§ Text excerpt:
DIY Doctorate?

1

I’m looking at doctoral programs and not really finding what I want. I see lots of things that will lock me into what others think I need to know, lots of chances to end up stuck in a program I hate.

I’ve had a number of people say to me “It’s not the program, it’s what you put into it.” Yeah, I know but, you see, this program is going to take time away from what I’m already trying to learn, so it needs to be worth it. I’m going to have to do whatever work they require no matter how useless, mundane or repetitive it may be. I already did that to get a master’s degree2. I got some good out of it but there was lot of wasted time and energy3. That’s time and energy I could have used to do things on my own, to learn things.

What I want to learn about is that area where design, cognitive science, advertising, data visualization, gaming (mainly ARGs) and education overlap. Where’s that program? Who would let me build that program? I don’t care about EDD or PHD or whatever. I just want a few people around to help guide me and talk about things. I want the stupid letters checked off so they don’t stop me from doing something I may want to do in the future.

I want a program that is flexible and focused on the real-world intersection of education and technology. I want to be able to set my own goals and play a major role in deciding what I need to learn in order to accomplish them. I’m not an ego maniac, I’d love to do this in an environment where I consult with people better and more experienced but I want that experience to based on more than writing obscure papers or playing tenure games.

Am I screaming “where is my jet pack?” or do I have any hope of a program like this?


1 Photo credit – Jennifer Buehrer

2 and to graduate from college and high school for that matter

3 Granted probably half of that was me ranting and raving about what a stupid waste of time it was but still.

Comments on this post

  1. Heather Dowd said on November 19, 2008 at 9:25 am

    When you find the kind of doctoral program you are looking for, please let me know. My time is too valuable to spend it on less-than-worthwhile ventures. (Maybe I’ve just become too selfish with my time, but still…it is mine to be selfish with!)

  2. Cathy Arreguin said on November 19, 2008 at 11:26 am

    Have you looked at Fielding? Their Ed.D. program is based on both competencies AND student directed learning. It’s rigorous!! It’s also a distance program..

  3. Ben said on November 19, 2008 at 11:32 am

    I hear ya’ Tom. I ricked my teaching certificate expiring to hold out until I could get accepted to the Master’s Program that I feel is really going to let me explore what I want to do with technology. It’s half online, half real world summer courses, so I’m hoping that the human element will play a huge factor in helping us work with our own ideas.

§ Problems to work on:
1. In the DIY doctorate post, what does Cathy Arreguin say Fielding's Ed.D. program is based on?
2. Render this sentence from the DIY doctorate post in Spanish: "I want a program that is flexible and focused on the real-world intersection of education and technology."
3. Write the next part of the DIY doctorate post, picking up right after its final sentence.
The data is material separate from the DIY doctorate post.

§ Coordinate annotation entries:
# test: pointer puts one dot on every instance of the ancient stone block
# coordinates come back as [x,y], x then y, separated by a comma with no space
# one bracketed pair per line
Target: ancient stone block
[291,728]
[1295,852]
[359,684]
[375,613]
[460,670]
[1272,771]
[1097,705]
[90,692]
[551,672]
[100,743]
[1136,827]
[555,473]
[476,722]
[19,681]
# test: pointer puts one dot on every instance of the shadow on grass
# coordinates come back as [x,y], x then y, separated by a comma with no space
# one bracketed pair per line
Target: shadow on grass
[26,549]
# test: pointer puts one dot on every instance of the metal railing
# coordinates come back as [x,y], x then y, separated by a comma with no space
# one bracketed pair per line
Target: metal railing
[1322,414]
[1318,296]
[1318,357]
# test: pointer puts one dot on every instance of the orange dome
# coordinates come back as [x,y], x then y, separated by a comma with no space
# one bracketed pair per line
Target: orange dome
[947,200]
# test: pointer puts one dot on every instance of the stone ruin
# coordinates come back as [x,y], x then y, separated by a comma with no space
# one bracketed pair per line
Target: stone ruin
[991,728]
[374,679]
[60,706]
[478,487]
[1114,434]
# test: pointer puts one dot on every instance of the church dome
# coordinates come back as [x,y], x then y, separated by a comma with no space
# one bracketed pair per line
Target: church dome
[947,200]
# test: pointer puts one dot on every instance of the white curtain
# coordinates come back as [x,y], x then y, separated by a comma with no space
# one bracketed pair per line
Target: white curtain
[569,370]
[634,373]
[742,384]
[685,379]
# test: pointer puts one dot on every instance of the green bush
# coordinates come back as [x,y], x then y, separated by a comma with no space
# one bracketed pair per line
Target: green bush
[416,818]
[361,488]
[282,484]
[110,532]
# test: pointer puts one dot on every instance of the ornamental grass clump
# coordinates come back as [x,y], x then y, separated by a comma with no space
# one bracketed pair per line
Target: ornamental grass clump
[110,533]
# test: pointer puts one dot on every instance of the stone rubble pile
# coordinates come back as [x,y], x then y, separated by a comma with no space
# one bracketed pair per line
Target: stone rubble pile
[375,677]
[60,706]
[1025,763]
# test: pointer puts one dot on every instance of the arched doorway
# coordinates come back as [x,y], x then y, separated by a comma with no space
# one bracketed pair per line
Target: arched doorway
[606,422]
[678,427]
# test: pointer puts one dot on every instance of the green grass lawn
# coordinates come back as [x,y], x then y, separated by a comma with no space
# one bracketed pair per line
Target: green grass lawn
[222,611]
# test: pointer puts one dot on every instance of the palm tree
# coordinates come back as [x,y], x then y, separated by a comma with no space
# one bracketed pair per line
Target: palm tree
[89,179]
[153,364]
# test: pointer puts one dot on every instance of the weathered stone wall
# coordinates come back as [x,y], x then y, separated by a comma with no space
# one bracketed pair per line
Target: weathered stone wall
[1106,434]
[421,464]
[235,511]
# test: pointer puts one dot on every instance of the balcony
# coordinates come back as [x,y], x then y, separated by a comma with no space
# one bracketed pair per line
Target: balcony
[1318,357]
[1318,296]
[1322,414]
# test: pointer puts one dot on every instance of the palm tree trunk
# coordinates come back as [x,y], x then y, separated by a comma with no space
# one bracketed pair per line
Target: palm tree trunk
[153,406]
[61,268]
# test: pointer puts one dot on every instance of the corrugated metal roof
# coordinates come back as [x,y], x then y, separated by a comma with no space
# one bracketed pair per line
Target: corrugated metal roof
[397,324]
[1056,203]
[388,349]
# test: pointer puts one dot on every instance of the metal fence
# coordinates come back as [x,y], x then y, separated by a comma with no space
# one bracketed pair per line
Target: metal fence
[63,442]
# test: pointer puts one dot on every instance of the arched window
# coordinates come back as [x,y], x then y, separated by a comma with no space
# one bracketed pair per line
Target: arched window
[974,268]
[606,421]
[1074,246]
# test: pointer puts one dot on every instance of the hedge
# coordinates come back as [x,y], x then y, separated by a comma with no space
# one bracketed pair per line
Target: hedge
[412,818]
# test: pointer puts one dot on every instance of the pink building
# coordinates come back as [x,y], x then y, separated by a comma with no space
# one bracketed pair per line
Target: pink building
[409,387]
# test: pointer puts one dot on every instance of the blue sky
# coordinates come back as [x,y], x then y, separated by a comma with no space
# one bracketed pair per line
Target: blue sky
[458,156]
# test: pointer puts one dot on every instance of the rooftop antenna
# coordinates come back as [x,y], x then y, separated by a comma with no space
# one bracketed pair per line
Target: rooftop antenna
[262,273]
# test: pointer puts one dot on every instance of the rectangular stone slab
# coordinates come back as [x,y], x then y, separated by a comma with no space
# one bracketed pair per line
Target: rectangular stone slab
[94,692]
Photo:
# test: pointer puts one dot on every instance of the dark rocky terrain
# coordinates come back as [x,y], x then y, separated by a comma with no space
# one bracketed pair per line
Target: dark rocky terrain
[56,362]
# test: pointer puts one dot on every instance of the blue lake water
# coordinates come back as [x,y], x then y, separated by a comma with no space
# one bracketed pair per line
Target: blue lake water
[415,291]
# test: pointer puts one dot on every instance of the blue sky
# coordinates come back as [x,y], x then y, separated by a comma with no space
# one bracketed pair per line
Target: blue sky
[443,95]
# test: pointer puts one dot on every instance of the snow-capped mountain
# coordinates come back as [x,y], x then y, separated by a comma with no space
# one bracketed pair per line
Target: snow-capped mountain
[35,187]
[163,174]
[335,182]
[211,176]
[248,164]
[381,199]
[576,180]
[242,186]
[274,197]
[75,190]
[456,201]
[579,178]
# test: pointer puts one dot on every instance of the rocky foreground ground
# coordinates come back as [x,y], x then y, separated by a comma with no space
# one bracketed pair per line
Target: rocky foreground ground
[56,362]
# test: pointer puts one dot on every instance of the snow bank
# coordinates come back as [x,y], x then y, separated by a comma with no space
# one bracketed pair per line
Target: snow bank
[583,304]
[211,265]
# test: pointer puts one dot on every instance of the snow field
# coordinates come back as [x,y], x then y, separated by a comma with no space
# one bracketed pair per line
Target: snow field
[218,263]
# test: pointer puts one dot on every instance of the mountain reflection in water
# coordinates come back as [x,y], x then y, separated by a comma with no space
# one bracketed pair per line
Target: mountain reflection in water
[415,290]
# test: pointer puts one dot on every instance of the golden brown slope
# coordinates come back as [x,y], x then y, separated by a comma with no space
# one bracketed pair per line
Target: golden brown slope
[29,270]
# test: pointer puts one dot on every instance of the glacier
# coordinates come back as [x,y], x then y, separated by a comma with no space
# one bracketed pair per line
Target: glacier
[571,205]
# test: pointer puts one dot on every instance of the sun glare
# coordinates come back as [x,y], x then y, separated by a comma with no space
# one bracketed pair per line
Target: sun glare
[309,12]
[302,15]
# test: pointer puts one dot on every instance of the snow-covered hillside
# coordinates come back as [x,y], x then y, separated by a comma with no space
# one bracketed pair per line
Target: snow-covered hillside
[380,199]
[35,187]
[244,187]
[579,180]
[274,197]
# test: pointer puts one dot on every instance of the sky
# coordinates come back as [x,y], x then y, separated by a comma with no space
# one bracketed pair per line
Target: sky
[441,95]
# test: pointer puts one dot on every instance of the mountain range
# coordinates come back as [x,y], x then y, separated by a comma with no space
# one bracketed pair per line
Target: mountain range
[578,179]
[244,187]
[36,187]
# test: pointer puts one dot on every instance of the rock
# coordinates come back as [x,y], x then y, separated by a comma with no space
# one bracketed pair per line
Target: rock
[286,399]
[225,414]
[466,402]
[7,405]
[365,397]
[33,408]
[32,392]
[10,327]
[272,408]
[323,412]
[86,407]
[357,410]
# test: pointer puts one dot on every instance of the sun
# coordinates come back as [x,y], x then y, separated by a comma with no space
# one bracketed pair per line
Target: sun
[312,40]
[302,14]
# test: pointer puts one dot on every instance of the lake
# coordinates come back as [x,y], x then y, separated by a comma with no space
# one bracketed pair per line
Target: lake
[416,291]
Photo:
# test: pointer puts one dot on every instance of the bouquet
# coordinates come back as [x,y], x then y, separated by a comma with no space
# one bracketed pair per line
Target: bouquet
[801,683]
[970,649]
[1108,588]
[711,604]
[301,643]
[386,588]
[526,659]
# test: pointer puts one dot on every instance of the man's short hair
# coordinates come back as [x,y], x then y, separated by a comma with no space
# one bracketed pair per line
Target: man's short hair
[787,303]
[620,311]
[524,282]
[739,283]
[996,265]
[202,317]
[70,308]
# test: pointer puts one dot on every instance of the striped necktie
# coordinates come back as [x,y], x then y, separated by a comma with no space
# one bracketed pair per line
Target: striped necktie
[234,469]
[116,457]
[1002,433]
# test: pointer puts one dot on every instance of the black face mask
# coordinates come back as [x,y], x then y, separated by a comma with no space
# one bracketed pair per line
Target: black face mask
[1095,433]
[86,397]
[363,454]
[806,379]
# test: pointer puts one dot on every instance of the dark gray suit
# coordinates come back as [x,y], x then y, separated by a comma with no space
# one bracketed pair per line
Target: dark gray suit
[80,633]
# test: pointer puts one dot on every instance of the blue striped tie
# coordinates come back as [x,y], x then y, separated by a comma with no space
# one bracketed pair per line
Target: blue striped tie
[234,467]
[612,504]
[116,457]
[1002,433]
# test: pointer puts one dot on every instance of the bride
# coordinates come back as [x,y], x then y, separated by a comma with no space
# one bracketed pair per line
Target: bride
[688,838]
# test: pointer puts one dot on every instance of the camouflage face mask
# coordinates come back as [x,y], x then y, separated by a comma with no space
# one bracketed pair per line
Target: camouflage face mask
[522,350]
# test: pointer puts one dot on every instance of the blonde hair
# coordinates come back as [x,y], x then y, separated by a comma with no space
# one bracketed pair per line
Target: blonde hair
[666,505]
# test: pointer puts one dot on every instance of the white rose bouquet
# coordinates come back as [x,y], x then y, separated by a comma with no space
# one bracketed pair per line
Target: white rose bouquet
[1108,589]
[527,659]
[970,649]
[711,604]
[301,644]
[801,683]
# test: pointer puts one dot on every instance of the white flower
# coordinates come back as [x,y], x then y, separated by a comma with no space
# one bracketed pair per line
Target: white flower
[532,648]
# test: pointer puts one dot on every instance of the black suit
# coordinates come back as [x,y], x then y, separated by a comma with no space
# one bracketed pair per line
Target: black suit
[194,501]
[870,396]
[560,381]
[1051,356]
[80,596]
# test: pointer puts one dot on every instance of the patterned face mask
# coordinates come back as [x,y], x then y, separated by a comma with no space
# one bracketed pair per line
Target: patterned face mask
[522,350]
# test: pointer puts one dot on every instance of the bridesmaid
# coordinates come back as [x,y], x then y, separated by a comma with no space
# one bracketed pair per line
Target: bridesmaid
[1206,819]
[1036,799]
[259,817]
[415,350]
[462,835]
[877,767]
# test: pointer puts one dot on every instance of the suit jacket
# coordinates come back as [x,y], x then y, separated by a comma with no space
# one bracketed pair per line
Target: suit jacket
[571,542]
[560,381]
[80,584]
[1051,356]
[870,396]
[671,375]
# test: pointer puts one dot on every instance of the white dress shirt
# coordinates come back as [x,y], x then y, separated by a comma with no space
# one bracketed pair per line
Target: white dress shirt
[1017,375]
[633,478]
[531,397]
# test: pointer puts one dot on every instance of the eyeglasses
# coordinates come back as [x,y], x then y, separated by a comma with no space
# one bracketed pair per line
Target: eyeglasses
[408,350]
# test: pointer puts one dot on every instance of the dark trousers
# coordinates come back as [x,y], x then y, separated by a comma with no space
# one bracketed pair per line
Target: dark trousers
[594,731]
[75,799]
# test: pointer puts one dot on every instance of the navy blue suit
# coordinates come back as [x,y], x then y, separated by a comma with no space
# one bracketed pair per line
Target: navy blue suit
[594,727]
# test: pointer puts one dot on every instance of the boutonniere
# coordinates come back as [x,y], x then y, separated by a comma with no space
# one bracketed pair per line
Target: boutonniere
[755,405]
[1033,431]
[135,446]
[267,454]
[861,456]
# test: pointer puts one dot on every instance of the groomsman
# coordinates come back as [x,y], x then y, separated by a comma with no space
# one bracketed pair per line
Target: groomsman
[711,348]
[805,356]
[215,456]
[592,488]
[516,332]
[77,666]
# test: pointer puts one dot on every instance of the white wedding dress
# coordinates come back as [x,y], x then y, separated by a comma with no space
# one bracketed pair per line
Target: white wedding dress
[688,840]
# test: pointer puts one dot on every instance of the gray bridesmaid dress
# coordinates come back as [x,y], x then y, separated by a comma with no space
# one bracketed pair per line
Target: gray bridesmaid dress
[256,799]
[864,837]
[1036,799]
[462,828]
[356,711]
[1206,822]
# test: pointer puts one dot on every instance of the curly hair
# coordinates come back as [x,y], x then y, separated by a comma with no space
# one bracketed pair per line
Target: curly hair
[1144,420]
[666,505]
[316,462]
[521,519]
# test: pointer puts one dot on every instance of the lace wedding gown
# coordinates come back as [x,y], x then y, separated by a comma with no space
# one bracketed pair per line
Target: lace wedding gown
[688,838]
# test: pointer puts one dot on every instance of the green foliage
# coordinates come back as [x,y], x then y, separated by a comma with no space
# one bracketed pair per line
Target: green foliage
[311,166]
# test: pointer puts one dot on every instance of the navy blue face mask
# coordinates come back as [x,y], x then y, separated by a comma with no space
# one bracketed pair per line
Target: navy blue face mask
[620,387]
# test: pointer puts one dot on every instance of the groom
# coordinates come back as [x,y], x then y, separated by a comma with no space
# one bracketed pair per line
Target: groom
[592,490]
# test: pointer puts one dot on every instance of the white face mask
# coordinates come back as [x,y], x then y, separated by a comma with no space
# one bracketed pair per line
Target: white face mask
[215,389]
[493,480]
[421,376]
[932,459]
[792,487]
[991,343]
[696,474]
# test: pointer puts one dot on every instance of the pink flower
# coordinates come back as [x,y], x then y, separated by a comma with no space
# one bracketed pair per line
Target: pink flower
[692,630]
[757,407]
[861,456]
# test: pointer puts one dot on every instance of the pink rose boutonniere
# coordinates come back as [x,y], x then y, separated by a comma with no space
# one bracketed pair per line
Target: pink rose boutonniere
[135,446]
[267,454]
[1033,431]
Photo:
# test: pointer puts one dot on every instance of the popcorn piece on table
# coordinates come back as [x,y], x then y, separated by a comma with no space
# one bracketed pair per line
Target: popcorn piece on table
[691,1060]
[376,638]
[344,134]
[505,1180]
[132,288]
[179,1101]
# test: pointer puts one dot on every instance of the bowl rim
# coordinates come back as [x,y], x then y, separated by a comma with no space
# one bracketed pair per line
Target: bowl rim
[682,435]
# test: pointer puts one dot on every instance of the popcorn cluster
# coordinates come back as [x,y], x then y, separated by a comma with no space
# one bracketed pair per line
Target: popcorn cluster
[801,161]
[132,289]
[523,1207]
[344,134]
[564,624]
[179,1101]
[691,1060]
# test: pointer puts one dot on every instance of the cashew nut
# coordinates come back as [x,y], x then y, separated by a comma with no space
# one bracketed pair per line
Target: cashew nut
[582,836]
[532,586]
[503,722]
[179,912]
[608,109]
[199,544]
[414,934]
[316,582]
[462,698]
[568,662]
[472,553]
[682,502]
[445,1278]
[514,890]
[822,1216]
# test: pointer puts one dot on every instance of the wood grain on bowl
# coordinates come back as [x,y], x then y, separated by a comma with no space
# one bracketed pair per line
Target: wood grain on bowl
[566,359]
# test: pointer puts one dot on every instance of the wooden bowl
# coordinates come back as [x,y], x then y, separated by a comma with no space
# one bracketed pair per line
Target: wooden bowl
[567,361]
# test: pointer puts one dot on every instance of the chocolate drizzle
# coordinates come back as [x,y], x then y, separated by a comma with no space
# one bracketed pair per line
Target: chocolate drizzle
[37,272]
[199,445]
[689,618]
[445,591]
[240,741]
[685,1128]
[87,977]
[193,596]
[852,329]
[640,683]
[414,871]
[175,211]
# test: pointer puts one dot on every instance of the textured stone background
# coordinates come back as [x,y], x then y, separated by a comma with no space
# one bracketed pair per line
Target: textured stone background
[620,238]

§ Answer set:
1. It is based on both competencies and student-directed learning.

2. Quiero un programa que sea flexible y que esté enfocado en la intersección, en el mundo real, entre la educación y la tecnología.

3.
  4. Chris Craft said on November 19, 2008 at 11:47 am

    My doctorate program is taking quite the build-it-yourself approach. The goal is for the program to provide you with the learning theory, statistical research abilities, and guiding faculty for you to build the program you want.

    I’m doing it, and researching an area that has not been researched in the history of my program.

    Unfortunately it’s a brick-and-mortar degree primarily done in person, so unless you’re willing to uproot everyone and move to South Carolina…

    Find a faculty member somewhere who is doing what you want to do. I know folks at Washington State University who’d impress you, but it’s far from VA too.

    Chris

  5. Tom said on November 19, 2008 at 12:39 pm

    Heather- believe me, if I find it, I’ll be proclaiming its goodness from the mountain top.

    Cathy – I’ll check them out. Did you take some classes there?

    Ben- I’ll be interested to hear how it goes. I tend to think that blend of online and face to face is the way to go. All online seems alienating in a lot of cases and tends toward faceless, mass production models but all f2f seems overly burdensome in terms of schedule.

    I guess Chris brings up one a good point. Not only am I looking for the perfect program, it’s got to be online or in VA. Greedy, arent’ I? (although moving to SC does have some allure. I always liked Columbia.)

  6. Chris Craft said on November 19, 2008 at 12:44 pm

    Funny, my family loves the mountains of VA.

    There’s something to be said about studying under folks who can provide you the tools. I’ve learned so much in my Ph.D. program already and I’m only 1.5 years into it.

    I originally wanted the letters after my name, now I really want the knowledge.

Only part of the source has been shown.